Given information section start
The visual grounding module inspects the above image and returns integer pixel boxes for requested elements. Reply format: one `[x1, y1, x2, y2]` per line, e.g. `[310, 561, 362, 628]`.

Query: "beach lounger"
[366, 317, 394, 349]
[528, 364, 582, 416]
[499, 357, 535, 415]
Given information section end
◆ **The task**: All of the records above are to be repeated exactly.

◆ **Output below**:
The visual grounding module inspects the above image and returns integer pixel boxes for requested elements. Reply format: one `[x1, y1, x2, y2]` per line, e.g. `[310, 561, 362, 628]`.

Query: "beach lounger"
[366, 317, 394, 349]
[528, 364, 582, 416]
[499, 357, 535, 415]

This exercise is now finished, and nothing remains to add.